Please rewrite the material below with every "outline" changed to "trace" and nothing else altered.

####

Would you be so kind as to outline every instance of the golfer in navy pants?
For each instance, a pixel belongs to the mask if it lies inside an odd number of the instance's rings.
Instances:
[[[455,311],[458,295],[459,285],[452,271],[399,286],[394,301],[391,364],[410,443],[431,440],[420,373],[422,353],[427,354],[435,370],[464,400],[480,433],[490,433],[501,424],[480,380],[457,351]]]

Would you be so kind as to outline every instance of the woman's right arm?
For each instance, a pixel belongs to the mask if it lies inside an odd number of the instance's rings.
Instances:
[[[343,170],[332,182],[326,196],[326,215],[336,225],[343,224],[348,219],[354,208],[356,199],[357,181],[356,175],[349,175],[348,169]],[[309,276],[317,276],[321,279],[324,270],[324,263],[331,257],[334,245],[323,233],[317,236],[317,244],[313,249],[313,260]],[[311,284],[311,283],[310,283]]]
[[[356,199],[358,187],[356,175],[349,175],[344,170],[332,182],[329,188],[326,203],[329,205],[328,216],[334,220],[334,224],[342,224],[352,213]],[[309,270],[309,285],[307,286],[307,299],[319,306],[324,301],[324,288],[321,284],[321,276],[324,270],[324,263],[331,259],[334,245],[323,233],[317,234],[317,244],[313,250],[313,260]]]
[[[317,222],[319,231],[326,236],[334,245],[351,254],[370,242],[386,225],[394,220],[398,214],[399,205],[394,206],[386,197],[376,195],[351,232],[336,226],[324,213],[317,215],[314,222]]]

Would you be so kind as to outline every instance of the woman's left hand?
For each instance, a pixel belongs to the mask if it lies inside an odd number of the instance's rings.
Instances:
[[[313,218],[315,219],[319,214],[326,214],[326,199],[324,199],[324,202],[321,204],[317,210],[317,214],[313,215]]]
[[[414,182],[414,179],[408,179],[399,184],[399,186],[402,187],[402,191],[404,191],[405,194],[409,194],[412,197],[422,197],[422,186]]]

####

• **Finished exercise**:
Would you be so kind as to trace every instance of the golfer in navy pants?
For each instance, a pixel belongs to the mask if it lies inside an odd number of the instance's rings.
Instances:
[[[455,311],[458,295],[459,285],[452,271],[399,286],[394,301],[391,364],[410,443],[431,440],[420,373],[422,353],[427,354],[435,370],[464,400],[480,433],[490,433],[501,424],[480,380],[457,351]]]

Would you be so kind as to trace every instance of the woman's right arm?
For each instance, a pixel belongs to the mask if it lies inside an odd number of the instance's rings.
Instances:
[[[343,170],[332,182],[326,196],[326,215],[336,225],[343,224],[348,219],[354,208],[356,199],[357,181],[356,175],[349,175],[348,169]],[[309,276],[317,276],[321,279],[324,270],[324,263],[331,257],[334,245],[323,233],[317,236],[317,244],[313,249],[313,260]],[[311,284],[311,283],[310,283]]]
[[[356,199],[358,187],[356,175],[349,175],[344,170],[332,182],[329,188],[326,203],[329,205],[328,216],[334,220],[334,224],[342,224],[352,213]],[[309,270],[309,285],[307,286],[307,299],[319,306],[324,301],[324,288],[321,284],[321,276],[324,270],[324,263],[331,259],[334,245],[323,233],[317,234],[317,244],[313,250],[313,260]]]
[[[317,222],[319,231],[326,236],[334,245],[351,254],[370,242],[386,225],[394,220],[398,214],[399,205],[394,206],[386,197],[376,195],[351,232],[336,226],[324,213],[317,215],[314,222]]]

Would you be so kind as to trace every instance of the woman's left hand?
For each instance, a pixel belongs to the mask if it lies inside an odd number of the instance's rings.
Instances:
[[[313,218],[315,219],[319,214],[326,214],[326,199],[324,199],[324,202],[321,204],[317,210],[317,214],[313,215]]]
[[[414,182],[414,179],[408,179],[399,184],[399,186],[402,187],[402,191],[404,191],[405,194],[409,194],[412,197],[422,197],[422,186]]]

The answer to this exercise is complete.